(Point annotation dataset records)
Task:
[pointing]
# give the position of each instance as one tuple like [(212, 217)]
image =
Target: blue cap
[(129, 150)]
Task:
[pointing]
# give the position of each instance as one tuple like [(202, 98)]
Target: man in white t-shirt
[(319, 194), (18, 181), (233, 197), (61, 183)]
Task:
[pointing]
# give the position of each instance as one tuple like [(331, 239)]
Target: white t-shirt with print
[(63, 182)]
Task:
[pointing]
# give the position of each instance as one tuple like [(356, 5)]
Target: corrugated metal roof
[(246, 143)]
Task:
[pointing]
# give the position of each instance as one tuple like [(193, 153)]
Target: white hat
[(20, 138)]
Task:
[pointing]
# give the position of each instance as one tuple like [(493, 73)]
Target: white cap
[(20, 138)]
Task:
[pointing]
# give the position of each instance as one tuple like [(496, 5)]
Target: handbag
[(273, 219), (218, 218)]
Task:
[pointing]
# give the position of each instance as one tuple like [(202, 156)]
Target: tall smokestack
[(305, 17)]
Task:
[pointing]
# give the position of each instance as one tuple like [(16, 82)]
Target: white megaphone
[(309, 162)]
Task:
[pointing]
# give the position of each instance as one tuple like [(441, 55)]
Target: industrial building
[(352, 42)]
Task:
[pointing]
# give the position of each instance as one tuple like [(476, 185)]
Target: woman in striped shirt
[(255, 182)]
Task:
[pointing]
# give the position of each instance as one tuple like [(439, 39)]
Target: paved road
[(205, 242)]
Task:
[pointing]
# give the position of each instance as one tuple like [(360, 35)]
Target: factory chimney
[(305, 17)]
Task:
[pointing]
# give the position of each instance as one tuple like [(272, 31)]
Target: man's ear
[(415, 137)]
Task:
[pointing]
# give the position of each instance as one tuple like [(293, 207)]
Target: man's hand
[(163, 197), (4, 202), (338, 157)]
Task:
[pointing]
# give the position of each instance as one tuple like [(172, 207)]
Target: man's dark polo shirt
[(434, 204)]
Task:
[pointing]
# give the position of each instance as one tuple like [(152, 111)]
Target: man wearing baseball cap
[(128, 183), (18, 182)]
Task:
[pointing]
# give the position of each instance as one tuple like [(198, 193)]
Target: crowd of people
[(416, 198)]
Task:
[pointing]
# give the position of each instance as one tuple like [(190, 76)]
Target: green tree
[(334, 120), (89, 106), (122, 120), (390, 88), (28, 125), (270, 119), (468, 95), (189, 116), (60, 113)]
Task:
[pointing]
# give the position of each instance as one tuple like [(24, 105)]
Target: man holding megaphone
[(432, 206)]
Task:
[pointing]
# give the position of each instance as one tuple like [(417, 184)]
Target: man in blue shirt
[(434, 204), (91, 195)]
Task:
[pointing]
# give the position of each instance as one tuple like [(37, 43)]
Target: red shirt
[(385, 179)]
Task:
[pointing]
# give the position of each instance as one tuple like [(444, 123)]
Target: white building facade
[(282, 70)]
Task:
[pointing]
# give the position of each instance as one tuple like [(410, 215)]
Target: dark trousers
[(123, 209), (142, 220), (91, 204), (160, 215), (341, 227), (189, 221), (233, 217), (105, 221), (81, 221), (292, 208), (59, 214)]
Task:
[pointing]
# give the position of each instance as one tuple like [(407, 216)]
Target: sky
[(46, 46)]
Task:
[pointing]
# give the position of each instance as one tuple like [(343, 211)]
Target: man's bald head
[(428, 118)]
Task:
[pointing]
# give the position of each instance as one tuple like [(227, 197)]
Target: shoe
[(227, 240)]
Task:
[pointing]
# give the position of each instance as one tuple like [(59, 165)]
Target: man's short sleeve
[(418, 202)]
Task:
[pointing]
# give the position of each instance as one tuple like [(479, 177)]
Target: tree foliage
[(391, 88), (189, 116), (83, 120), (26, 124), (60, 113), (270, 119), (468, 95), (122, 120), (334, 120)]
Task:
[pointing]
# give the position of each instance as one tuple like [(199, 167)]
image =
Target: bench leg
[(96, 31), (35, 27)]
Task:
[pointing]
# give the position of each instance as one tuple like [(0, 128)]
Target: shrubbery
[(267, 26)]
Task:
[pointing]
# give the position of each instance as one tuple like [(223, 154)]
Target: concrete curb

WHAT NEEDS TO BE DONE: Reproduce the records from their first line through the line containing "[(129, 150)]", inclusive, keeping every line, requests included. Increase each coordinate in the answers by 107, leaving the sample coordinates in the requests unchanged.

FINISHED EXERCISE:
Task:
[pointing]
# give the position of each instance as one tuple like [(212, 217)]
image =
Target: blue cap
[(236, 257)]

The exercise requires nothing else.